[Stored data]
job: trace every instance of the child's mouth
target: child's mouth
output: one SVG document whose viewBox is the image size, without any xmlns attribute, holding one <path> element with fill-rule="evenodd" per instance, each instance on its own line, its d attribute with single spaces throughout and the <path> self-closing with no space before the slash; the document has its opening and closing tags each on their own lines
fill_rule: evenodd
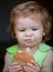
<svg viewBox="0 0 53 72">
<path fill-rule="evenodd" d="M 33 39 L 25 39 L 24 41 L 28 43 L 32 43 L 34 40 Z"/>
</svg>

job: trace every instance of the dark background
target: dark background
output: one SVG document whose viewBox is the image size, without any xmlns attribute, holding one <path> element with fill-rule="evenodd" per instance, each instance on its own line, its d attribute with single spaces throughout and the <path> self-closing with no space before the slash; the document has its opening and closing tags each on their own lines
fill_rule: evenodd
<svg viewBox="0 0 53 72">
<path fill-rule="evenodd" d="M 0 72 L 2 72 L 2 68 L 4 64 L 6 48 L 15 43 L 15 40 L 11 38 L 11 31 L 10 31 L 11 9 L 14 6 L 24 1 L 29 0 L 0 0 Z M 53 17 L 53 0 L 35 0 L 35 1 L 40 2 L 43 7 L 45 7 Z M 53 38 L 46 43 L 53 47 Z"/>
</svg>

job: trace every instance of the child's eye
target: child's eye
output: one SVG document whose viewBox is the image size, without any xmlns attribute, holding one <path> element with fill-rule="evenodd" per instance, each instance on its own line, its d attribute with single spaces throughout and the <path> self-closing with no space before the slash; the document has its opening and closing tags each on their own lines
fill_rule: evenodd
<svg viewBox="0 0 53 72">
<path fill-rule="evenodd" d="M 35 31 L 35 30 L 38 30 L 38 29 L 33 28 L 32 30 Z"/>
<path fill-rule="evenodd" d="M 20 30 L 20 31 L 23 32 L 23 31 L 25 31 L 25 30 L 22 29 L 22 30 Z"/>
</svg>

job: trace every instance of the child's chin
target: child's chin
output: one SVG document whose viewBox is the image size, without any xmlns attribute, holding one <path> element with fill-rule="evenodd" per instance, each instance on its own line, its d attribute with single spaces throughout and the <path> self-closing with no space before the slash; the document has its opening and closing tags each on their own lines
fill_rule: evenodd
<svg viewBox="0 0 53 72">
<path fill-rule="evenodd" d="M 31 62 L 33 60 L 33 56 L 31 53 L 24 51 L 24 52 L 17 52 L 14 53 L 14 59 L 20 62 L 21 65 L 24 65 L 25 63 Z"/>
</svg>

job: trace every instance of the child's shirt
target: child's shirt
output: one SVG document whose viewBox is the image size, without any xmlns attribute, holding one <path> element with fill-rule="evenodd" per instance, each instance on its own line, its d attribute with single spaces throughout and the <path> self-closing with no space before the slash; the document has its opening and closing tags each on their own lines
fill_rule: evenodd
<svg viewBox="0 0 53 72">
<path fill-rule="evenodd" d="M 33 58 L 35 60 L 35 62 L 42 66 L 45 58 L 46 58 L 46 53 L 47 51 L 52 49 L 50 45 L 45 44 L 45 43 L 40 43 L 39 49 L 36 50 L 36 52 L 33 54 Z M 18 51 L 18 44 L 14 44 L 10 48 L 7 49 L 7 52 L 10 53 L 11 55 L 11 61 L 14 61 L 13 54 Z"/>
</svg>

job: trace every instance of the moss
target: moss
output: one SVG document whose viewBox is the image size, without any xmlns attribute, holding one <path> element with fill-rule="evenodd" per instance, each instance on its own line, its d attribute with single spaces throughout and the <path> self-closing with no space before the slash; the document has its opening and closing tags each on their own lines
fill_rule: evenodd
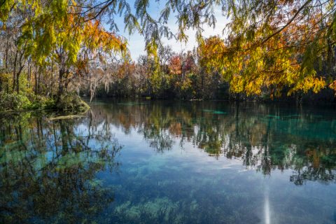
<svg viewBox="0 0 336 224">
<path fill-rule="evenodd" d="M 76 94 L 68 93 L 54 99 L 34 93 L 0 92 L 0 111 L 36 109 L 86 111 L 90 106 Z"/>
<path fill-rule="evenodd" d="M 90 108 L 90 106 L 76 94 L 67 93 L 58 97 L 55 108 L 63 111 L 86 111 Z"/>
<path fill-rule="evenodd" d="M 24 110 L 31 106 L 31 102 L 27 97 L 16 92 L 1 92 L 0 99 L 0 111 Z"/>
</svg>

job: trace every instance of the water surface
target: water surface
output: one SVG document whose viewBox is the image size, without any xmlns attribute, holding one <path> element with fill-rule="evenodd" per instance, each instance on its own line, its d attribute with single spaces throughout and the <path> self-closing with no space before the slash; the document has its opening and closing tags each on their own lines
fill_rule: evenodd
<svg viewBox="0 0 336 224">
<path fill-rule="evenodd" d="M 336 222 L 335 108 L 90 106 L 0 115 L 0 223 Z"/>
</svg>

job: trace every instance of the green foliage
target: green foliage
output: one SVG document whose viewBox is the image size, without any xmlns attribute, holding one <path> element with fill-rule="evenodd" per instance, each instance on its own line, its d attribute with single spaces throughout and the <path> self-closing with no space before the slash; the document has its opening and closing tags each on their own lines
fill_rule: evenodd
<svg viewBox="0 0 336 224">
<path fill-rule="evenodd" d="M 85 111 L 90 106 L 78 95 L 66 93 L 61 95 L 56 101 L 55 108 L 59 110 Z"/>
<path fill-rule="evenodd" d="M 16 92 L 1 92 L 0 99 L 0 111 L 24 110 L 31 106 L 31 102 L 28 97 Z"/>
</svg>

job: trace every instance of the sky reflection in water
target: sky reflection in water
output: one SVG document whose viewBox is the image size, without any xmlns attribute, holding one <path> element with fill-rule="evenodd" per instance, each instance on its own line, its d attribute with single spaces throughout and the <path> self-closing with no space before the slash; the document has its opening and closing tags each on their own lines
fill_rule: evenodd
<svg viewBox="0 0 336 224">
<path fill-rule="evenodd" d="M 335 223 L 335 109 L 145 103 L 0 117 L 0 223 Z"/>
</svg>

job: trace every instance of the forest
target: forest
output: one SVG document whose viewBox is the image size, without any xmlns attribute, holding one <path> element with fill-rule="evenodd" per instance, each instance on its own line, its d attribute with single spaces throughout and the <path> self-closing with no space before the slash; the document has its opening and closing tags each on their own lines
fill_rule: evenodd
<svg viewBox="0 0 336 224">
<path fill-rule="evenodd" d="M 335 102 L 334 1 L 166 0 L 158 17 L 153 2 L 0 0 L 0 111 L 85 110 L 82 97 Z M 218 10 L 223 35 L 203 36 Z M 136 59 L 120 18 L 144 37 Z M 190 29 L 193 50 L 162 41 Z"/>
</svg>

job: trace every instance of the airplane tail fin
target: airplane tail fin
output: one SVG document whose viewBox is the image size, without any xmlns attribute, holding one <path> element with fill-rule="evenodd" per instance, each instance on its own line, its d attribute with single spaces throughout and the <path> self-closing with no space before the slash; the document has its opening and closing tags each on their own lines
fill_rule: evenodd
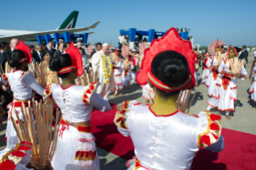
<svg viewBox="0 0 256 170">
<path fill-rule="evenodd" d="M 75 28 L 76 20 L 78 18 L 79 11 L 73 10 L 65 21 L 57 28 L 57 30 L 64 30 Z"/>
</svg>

(Required work):
Please rewrite the part of the material that opens with the line containing "job: trace every instance of the airplane" and closes at the end of the material, swapping "tail fin" for "vertical stabilizer" and changing nothing else. Leave the pictures out of your answer.

(Written answer):
job: trace every instance of the airplane vertical stabilizer
target: airplane vertical stabilizer
output: one SVG document whose viewBox is the image size, without any xmlns attribute, holding one <path> element with fill-rule="evenodd" per instance, each instance on its own line, its d attribute with single spaces throughout and the <path> self-closing with no space before the slash; the document has its opening and closing tags each on their own lines
fill_rule: evenodd
<svg viewBox="0 0 256 170">
<path fill-rule="evenodd" d="M 75 28 L 76 20 L 78 18 L 79 11 L 73 10 L 65 21 L 57 28 L 57 30 L 64 30 Z"/>
</svg>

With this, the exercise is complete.